■ Text extract ■
= = = =

There are some binaries for NCCL on Windows, but they can be quite annoying to deal with.
As an alternative, Tensorflow gives you three other options in MirroredStrategy that are compatible with Windows natively. They are Hierarchical Copy, Reduce to First GPU, and Reduce to CPU. What you are most likely looking for is Hierarchical Copy, but you can test each of them to see what gives you the best result.
If you are using tensorflow versions older than 2.0, you will use tf.contrib.distribute:
# Hierarchical Copy
cross_tower_ops = tf.contrib.distribute.AllReduceCrossTowerOps(
'hierarchical_copy', num_packs=number_of_gpus))
strategy = tf.contrib.distribute.MirroredStrategy(cross_tower_ops=cross_tower_ops)
# Reduce to First GPU
cross_tower_ops = tf.contrib.distribute. ReductionToOneDeviceCrossTowerOps()
strategy = tf.contrib.distribute.MirroredStrategy(cross_tower_ops=cross_tower_ops)
# Reduce to CPU
cross_tower_ops = tf.contrib.distribute. ReductionToOneDeviceCrossTowerOps(
reduce_to_device="/device:CPU:0")
strategy = tf.contrib.distribute.MirroredStrategy(cross_tower_ops=cross_tower_ops)
After 2.0, you only need to use tf.distribute! Here is an example setting up an Xception model with 2 GPUs:
strategy = tf.distribute.MirroredStrategy(devices=["/gpu:0", "/gpu:1"],
cross_device_ops=tf.distribute.HierarchicalCopyAllReduce())
with strategy.scope():
parallel_model = Xception(weights=None,
input_shape=(299, 299, 3),
classes=number_of_classes)
parallel_model.compile(loss='categorical_crossentropy', optimizer='rmsprop')

= = = =

[Point annotation data]
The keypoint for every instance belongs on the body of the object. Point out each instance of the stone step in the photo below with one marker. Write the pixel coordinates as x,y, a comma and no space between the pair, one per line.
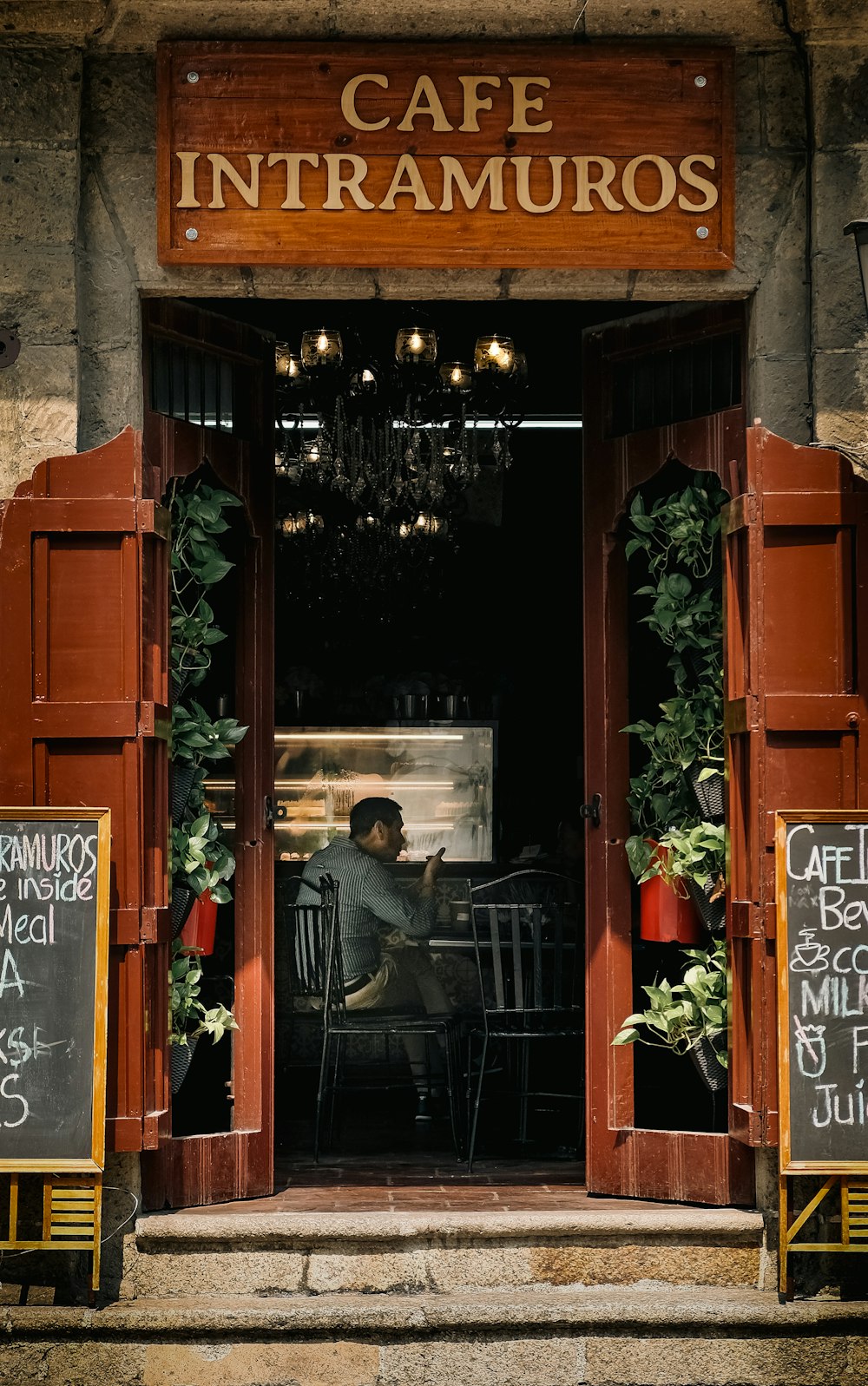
429,1253
599,1337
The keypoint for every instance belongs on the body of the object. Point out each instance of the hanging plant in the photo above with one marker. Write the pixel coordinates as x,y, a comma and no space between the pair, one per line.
689,1014
678,850
200,859
189,1017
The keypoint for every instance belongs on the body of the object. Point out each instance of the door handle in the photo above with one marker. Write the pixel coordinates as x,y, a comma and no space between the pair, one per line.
592,810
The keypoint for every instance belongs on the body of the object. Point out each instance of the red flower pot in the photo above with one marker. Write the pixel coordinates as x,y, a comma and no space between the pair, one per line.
667,915
200,929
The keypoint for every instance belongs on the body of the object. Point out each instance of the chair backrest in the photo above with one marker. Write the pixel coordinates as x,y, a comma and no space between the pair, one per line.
523,958
312,935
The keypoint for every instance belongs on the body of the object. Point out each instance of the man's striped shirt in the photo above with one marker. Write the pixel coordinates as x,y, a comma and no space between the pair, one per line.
368,897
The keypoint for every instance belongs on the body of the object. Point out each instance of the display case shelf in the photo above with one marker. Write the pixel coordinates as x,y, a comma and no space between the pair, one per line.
441,775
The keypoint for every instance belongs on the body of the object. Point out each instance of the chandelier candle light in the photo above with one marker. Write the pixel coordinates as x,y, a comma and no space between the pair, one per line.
396,436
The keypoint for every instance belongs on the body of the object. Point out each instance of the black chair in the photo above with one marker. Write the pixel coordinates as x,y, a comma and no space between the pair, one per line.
530,976
318,973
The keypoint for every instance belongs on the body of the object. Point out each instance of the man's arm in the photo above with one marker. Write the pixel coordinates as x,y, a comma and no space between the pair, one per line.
413,912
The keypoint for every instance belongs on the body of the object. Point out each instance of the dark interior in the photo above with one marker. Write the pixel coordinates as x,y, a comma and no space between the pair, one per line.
494,612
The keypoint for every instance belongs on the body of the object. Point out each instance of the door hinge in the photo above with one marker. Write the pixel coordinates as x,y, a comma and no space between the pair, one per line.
592,810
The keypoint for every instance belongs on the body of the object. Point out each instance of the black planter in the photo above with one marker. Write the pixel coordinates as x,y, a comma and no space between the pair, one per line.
713,911
182,780
705,1061
709,793
181,1059
183,900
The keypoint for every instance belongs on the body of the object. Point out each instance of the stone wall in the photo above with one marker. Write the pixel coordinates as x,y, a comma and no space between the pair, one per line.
41,99
76,148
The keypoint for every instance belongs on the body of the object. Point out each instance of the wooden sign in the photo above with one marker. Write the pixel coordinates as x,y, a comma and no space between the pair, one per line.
53,987
823,991
434,157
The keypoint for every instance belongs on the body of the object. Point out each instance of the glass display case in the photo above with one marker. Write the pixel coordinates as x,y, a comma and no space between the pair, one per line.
443,777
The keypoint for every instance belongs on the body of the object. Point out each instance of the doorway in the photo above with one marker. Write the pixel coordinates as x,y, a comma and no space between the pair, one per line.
506,584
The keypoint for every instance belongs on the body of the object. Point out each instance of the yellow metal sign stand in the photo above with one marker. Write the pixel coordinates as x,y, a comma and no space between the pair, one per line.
853,1223
71,1218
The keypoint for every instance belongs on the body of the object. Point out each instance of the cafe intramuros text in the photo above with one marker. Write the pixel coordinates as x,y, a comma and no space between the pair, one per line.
592,183
503,148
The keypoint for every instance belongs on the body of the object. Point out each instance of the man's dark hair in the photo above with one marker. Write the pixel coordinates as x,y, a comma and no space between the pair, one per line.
369,811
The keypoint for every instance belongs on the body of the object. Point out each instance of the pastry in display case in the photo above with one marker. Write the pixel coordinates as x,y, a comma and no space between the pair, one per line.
443,778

= = = =

■ Tasks for this exercise ■
1 – According to the MirroredStrategy text, which of the three Windows-compatible options are you most likely looking for?
2 – Return, verbatim, the stretch of the records from the line containing "of the doorway" through the end of the records.

■ Solutions to the exercise ■
1 – Hierarchical Copy.

2 –
The keypoint for every instance belongs on the body of the object. Point out each instance of the doorway in the photo above with one marker. Write the pixel coordinates as x,y, a comma and no space between the pair, one per line.
506,584
The keypoint for every instance belongs on the body of the object. Point out each instance of the yellow metal sign stand in the photo above with one marker. Write the pixel coordinates as x,y, a comma and no space between the pair, one per line.
853,1223
71,1218
The keypoint for every instance belongs on the body of the object. Point out each instance of the cafe intramuros text in the photo above with one marker. Write the pixel coordinates as x,y, a comma and no space between the pair, one per line.
592,183
503,148
The keypoint for every instance belongs on the body of the object. Point out each instance of the man's dark hair in the photo above with one marker. Write the pixel coordinates as x,y, a comma and no space between the pair, one per line.
369,811
The keypoint for every instance belongs on the body of the object. Point out each instance of the pastry in display case in the photo above with one marker. Write the pixel coordinates as x,y, a comma and no space between the pair, one per line.
443,778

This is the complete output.